Reproduce the lines below word for word, starting at the line that contains "of the blue" and ending at the line that contains "Target: blue sky", with both of those lines included.

**** INPUT MATERIAL ****

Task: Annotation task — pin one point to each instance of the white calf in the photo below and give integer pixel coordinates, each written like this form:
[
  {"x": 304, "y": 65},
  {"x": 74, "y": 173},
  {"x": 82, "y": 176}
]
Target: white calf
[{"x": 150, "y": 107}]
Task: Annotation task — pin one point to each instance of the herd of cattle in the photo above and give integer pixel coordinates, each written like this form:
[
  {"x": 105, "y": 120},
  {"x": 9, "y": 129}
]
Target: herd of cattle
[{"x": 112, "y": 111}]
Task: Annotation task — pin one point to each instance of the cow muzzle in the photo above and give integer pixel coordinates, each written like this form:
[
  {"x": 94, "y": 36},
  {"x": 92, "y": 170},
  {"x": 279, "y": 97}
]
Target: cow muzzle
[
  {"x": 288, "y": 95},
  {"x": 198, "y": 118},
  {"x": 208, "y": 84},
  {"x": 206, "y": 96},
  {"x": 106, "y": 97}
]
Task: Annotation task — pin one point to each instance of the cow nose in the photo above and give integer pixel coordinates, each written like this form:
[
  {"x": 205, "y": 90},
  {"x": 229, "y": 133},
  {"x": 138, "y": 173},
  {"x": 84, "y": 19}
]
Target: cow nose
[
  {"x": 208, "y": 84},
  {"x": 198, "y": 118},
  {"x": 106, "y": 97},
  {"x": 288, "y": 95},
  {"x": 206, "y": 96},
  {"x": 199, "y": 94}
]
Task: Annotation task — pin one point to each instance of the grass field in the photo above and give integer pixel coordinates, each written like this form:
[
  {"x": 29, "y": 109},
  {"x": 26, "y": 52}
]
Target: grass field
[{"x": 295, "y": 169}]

****
**** INPUT MATERIAL ****

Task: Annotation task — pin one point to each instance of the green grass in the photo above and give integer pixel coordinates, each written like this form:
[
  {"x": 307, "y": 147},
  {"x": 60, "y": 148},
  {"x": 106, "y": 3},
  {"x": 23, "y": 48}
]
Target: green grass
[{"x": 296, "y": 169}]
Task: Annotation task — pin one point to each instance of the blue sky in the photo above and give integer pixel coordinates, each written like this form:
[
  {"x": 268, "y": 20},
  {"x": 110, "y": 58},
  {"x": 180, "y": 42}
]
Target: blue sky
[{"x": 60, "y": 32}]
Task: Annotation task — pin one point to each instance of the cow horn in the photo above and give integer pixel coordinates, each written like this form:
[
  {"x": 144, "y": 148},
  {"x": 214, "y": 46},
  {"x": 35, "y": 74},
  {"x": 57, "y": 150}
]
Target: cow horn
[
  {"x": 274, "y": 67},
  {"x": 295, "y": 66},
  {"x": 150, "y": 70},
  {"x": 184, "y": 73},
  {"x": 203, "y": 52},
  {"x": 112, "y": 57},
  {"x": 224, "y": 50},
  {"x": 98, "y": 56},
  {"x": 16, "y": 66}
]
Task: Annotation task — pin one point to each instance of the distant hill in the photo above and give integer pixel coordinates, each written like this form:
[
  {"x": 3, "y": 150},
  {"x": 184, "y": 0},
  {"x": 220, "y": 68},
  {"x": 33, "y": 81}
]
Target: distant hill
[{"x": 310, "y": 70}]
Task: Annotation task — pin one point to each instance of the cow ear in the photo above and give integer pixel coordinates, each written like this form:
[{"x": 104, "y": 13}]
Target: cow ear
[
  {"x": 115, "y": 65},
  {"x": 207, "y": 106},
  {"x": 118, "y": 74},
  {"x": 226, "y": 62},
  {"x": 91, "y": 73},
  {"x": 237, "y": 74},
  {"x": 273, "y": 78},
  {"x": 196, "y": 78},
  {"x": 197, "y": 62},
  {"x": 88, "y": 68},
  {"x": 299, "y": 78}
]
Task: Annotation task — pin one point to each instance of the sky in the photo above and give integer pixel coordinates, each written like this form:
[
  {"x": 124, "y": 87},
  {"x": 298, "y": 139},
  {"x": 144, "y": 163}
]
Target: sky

****

> **RESPONSE TO THIS TASK**
Task: Annotation task — pin one point to each instance of the blue sky in the photo above and give integer pixel coordinates, each written like this form:
[
  {"x": 268, "y": 20},
  {"x": 110, "y": 58},
  {"x": 180, "y": 42}
]
Target: blue sky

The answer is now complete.